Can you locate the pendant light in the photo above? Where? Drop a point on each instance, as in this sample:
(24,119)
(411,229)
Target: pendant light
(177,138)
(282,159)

### EXERCISE DIRECTIONS:
Substitute "hanging lamp" for every occurrence of "pendant light" in the rows and reproduce them with everything else unchanged.

### THE REPLY:
Can you locate the hanging lamp in the photo above? Where? Drop a point on each instance, as in this sample:
(24,119)
(411,229)
Target: hanging lamp
(177,138)
(282,159)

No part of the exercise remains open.